● **Exercise instructions**: Repeat exactly, and only, the lines below starting at the line that contains "TARGET = wall lantern" and ending at the line that contains "TARGET = white ceiling beam", inclusive of both.

(The records)

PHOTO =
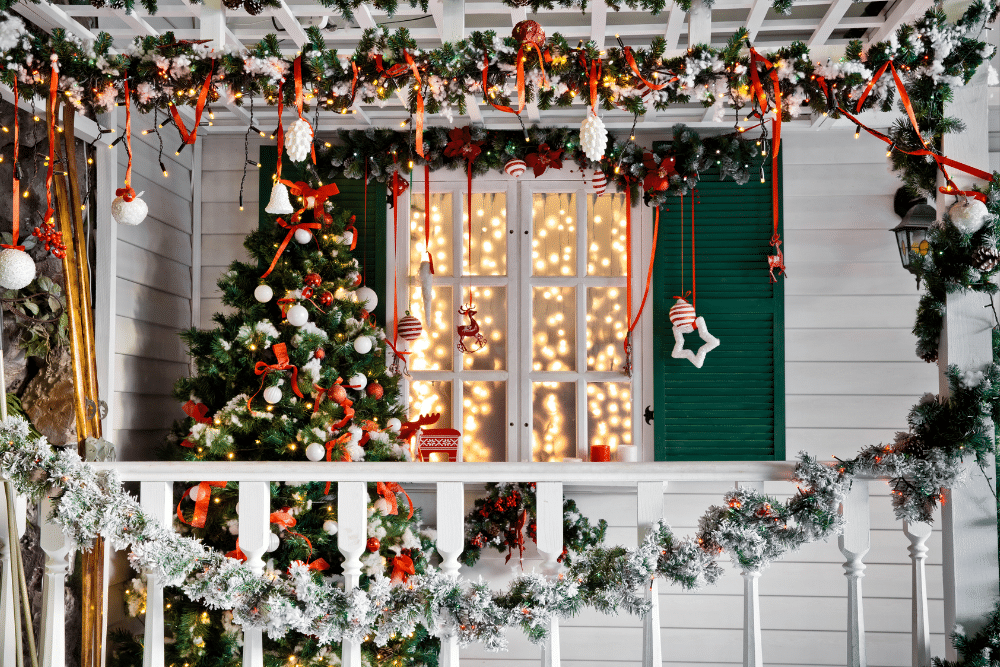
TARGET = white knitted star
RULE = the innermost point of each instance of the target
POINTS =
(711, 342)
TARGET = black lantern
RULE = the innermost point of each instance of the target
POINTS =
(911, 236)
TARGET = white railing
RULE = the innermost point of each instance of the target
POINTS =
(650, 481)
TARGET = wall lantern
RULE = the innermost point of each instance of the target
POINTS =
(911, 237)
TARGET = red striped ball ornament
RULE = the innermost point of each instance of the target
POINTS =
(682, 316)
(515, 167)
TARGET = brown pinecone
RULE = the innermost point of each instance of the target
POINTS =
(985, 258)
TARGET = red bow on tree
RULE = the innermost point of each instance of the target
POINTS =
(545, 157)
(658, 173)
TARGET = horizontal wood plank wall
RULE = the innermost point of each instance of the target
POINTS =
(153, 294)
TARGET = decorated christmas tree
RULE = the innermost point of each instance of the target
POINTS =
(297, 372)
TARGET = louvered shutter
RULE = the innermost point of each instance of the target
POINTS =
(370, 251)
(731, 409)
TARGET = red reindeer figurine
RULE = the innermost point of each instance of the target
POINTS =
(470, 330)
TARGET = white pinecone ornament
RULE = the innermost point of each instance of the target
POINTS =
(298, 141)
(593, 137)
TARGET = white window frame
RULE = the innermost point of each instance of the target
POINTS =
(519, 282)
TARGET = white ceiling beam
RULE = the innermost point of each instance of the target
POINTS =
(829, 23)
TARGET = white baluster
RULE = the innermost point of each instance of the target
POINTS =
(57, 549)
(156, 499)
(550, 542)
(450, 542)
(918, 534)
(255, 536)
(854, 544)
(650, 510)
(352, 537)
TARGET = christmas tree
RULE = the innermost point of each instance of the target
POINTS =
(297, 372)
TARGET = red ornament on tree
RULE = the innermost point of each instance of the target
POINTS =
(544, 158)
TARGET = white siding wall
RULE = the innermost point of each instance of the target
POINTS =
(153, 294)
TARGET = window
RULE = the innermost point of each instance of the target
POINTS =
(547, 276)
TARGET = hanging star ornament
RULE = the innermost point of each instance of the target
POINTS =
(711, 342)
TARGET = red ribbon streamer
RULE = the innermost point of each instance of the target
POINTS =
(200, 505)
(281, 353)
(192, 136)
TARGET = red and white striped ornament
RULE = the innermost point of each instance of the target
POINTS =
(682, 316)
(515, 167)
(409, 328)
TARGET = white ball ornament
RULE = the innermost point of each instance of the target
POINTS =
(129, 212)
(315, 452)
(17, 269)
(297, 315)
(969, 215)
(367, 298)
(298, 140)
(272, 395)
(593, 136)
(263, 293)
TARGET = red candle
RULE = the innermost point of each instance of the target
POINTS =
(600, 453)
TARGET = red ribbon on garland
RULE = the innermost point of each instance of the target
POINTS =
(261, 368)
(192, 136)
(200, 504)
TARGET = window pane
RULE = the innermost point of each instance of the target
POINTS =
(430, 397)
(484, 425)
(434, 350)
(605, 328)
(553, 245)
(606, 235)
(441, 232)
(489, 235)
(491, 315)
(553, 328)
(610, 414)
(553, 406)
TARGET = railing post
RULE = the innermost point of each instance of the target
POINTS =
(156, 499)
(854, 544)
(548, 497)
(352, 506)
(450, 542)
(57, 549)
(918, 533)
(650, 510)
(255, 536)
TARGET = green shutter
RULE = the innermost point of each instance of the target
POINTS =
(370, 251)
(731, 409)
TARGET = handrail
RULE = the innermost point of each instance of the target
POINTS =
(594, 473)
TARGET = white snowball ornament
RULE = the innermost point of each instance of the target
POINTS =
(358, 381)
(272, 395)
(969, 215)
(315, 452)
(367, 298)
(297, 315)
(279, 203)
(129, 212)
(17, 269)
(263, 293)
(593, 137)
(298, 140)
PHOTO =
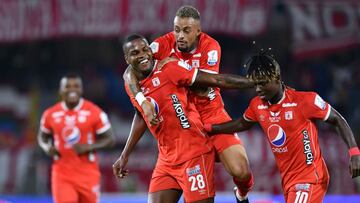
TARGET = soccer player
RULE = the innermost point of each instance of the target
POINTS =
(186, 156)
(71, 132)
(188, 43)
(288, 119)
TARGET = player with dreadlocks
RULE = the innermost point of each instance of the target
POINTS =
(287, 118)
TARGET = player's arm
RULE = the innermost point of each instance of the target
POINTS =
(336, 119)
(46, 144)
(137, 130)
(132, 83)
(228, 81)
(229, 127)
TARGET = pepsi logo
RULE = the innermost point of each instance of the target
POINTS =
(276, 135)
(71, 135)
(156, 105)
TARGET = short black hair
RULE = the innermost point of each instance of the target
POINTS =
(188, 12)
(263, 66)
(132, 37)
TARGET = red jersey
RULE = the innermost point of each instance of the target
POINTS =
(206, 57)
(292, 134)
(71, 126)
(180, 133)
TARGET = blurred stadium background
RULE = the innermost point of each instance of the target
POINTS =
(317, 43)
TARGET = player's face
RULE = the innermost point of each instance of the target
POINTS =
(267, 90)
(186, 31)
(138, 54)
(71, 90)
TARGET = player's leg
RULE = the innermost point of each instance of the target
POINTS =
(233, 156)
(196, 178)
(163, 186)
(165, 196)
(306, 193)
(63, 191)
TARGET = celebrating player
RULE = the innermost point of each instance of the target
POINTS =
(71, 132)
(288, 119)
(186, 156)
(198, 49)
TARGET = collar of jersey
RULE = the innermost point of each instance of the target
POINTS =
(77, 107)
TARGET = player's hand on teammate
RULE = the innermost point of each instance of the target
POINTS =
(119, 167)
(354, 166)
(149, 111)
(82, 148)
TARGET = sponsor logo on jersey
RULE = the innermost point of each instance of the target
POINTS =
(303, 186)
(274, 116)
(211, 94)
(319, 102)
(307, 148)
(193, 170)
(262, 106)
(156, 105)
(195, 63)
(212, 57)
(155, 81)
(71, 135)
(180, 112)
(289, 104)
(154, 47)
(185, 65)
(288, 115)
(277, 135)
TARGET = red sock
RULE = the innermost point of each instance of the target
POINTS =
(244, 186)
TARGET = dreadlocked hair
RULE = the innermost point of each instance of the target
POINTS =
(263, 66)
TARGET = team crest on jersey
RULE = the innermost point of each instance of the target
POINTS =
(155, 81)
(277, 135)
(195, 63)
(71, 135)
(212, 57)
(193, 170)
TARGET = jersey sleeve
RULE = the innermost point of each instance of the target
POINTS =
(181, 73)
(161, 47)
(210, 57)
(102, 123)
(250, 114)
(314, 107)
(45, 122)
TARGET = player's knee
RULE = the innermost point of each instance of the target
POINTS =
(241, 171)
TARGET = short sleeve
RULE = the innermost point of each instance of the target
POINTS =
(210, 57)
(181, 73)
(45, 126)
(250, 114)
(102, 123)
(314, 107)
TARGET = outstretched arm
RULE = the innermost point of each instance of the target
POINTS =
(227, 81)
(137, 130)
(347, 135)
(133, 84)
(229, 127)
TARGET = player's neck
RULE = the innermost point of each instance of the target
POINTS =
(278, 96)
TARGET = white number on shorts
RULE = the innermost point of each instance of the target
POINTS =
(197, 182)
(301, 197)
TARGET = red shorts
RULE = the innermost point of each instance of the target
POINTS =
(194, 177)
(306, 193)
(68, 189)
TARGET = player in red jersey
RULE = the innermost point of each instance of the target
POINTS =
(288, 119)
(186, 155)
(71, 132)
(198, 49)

(End The records)
(The records)

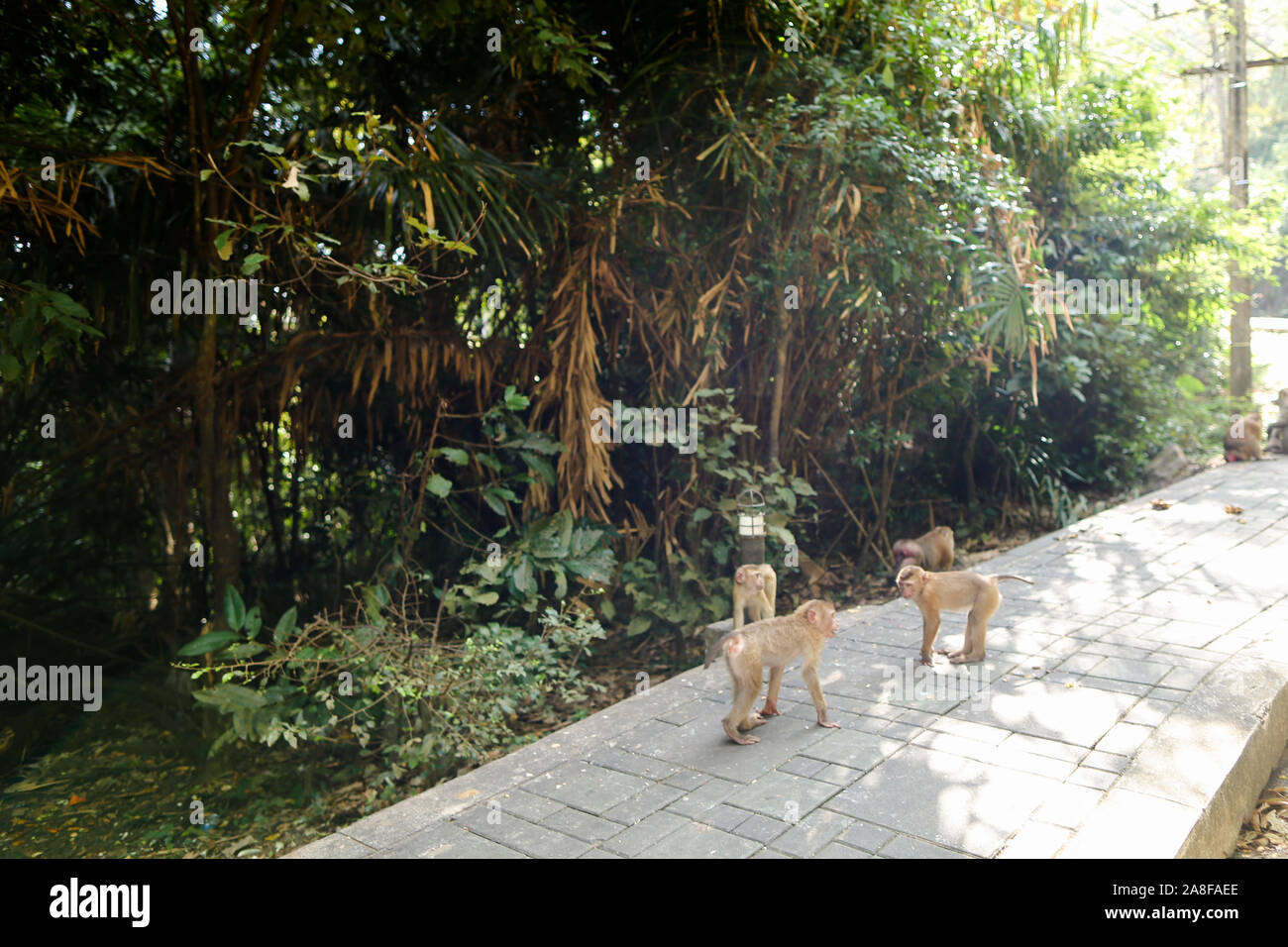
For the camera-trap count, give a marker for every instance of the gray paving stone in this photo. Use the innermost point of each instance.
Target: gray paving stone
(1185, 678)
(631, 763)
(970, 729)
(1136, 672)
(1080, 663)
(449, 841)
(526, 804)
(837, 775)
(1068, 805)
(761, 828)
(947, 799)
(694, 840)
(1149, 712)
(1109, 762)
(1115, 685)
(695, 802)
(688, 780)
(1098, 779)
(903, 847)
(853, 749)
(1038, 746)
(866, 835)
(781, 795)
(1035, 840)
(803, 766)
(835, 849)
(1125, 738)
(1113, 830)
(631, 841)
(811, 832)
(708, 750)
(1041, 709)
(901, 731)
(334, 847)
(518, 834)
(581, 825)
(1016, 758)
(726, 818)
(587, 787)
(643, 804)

(End The records)

● **Reply to the exercise**:
TARGET = wall lantern
RULE = the innermost point of each instance of the target
POINTS =
(911, 237)
TARGET = red striped ball ornament
RULE = the innermost point of each instance of the target
POINTS =
(682, 316)
(515, 167)
TARGET = brown pinecone
RULE = the innermost point of each instance of the target
POINTS =
(985, 258)
TARGET = red bow on tree
RULE = the innermost point of each instance of the target
POINTS =
(545, 157)
(658, 173)
TARGET = horizontal wood plank wall
RULE = the innermost point of each instance of the target
POINTS =
(153, 294)
TARGET = decorated christmas tree
RULE = the innermost point of each instance of the target
POINTS =
(297, 372)
TARGET = louvered shutter
RULE = the innermost point of each instance of the target
POINTS =
(370, 251)
(731, 409)
TARGET = red reindeer figurine
RULE = the innermost point of each instance of the target
POINTS =
(470, 330)
TARGET = white pinecone ornament
RULE = the innermost point of each instance of the target
POINTS =
(298, 141)
(593, 137)
TARGET = white window frame
RULE = the innermost point of each instance of the target
POINTS =
(519, 282)
TARGET = white ceiling beam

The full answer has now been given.